▶ **Exercise text**:
Feeling without judgment

Victoria Helmer, Columnist

The point of this article is to try and convince you that your feelings are valid. There are lots of reasons to feel bad right now, and as much as you deserve to feel good, you also deserve to allow yourself to feel bad. Feeling good is great, but for everyone to constantly be okay is an unspoken, unrealistic ideal that correlates with a pervasive pressure that can ultimately do more harm than good. 

As Alain de Botton puts it, “There is such pressure on us to be cheerful. And yet, in order properly to be content, we need to learn sometimes the art of being constructively in touch with our sadder, more melancholy feelings.” In other words, “In order to be calm and at ease with ourselves, we need regular periods where we do something rather strange sounding: process our emotions.” 

Mainstream American culture tends to over-valorize joy and deprecate sadness, thereby restricting many of us from experiencing a full spectrum of feelings. In turn, we are taught to suppress, rather than process. Our dominant attitudes towards emotions are conducive to further harm in the form of denial, self-castigation, shame and force suppression techniques, like yelling “Stop!” at your pain. 

And yet, in the words of Toni Bernhard, “You can’t order your mind not to think or feel a certain way.” Some of us just don’t like being told what to do to begin with, and our minds can be exceptionally fickle, squeamish things. 

When suppression techniques fail, secondary emotions — such as frustration over sadness or worry from anxiety — can creep in. As such, labeling uncomfortable feelings as “wrong,” or even labeling yourself as such, can turn what might be temporary pain into prolonged, ruminative suffering. 

But feeling bad is valid. As the saying goes, it’s okay not to be okay, and compassionately allowing yourself to process uncomfortable emotions can be remarkably healing. 

In fact, a recent study on participants with generalized anxiety disorder suggests that the best predictor of faring well with the disorder is not one’s severity of symptoms but rather a habit of “nonjudging” and “labeling” sensations. In the authors’ words, “Our findings demonstrate that it is particularly higher levels of nonjudging of inner experience…and describing (noting or mentally labeling these stimuli with words) that contribute to lower disability above and beyond anxiety symptom severity, suggesting that they are protective in the presence of anxiety symptoms.”

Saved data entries
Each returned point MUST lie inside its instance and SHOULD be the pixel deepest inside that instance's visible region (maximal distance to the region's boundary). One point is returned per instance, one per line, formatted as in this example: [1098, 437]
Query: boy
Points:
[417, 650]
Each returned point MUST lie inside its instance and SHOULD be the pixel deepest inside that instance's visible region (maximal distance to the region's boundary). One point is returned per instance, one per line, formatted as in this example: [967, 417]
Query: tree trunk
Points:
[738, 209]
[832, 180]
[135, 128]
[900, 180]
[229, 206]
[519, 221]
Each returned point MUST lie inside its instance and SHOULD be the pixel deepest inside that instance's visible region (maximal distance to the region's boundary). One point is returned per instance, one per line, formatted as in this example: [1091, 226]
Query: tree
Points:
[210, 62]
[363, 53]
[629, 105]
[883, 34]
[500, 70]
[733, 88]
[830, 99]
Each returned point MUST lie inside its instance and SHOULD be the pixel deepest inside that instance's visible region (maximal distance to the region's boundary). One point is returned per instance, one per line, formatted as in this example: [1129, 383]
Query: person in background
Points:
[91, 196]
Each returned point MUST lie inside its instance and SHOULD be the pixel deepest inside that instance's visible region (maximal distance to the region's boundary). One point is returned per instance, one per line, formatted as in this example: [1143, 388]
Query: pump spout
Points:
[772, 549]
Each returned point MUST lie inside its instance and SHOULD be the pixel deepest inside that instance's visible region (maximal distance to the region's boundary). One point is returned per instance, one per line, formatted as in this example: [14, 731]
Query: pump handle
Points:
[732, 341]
--
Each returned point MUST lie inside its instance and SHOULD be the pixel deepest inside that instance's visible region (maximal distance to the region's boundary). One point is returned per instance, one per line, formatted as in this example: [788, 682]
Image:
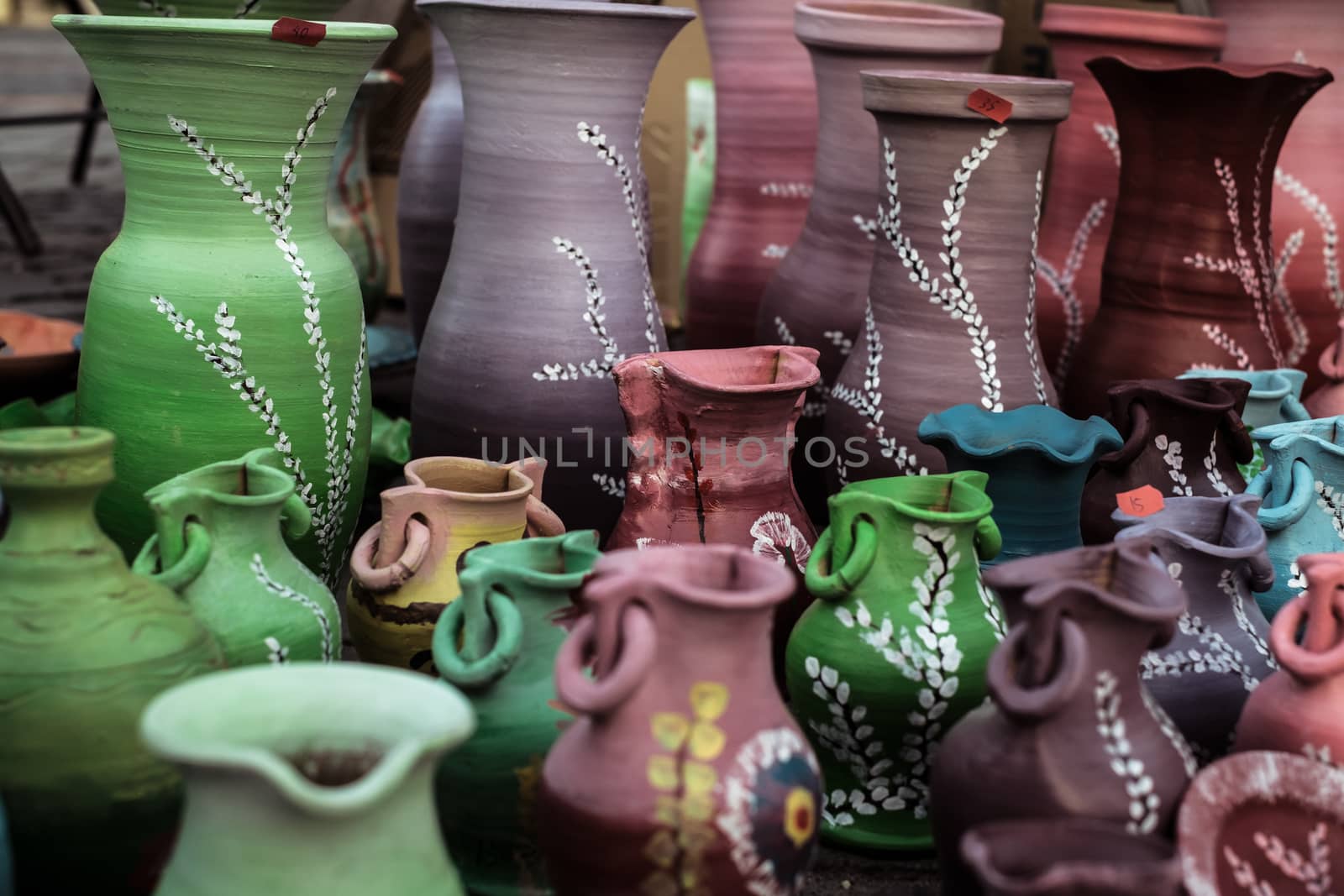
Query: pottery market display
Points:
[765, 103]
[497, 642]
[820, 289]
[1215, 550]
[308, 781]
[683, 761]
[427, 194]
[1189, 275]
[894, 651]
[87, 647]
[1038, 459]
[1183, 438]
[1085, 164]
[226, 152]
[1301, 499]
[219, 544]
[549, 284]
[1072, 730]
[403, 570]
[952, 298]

▶ **Requirement A**:
Answer these questions about the column on feeling without judgment:
(i) Who is quoted as saying "There is such pressure on us to be cheerful"?
(ii) What example of a force suppression technique does the column give?
(iii) According to the study on generalized anxiety disorder, what is the best predictor of faring well with the disorder?
▶ **Requirement B**: Rewrite the stretch of the column on feeling without judgment from "Mainstream American culture" through "fickle, squeamish things.", swapping "fickle" for "changeable".
▶ **Requirement C**: Take the column on feeling without judgment further, starting after its final sentence.
None of the saved data entries are needed for the work here.

▶ **Reply A**:
(i) Alain de Botton.
(ii) Yelling "Stop!" at your pain.
(iii) A habit of "nonjudging" and "labeling" sensations, rather than one's severity of symptoms.

▶ **Reply B**:
Mainstream American culture tends to over-valorize joy and deprecate sadness, thereby restricting many of us from experiencing a full spectrum of feelings. In turn, we are taught to suppress, rather than process. Our dominant attitudes towards emotions are conducive to further harm in the form of denial, self-castigation, shame and force suppression techniques, like yelling “Stop!” at your pain. 

And yet, in the words of Toni Bernhard, “You can’t order your mind not to think or feel a certain way.” Some of us just don’t like being told what to do to begin with, and our minds can be exceptionally changeable, squeamish things.

▶ **Reply C**:
As Emily Nagoski puts it, “It’s not about how you feel. It’s about how you feel about how you feel.”

And when bad things happen, feeling bad makes sense. Even if you can’t crisply identify a source of distress, that’s okay, too. If you feel like shit for no perceptible reason, this website, dearly titled “You feel like shit,” may help because it offers an interactive flow chart that guides you through reading internal signs.

We all deserve to feel good, but for those who are struggling, a great first step to feeling okay is allowing yourself the space to feel bad. As Adriene Mishler describes emotional pain, “Sometimes, we must come closer to it and really feel it with a tenderness and an openness, so that we can process and find what feels good.” 

I also urge you to see yourself as resilient for persisting; contrary to what you may have learned to believe, you are neither defective nor weak for feeling bad. Having emotions is an inevitable part of the human experience.

So, if you’ve made it this far, I encourage you to be gentle with yourself. You, as much as anyone else, are deserving of your own kindness, and you deserve to feel at home in your own mind — even when it hurts.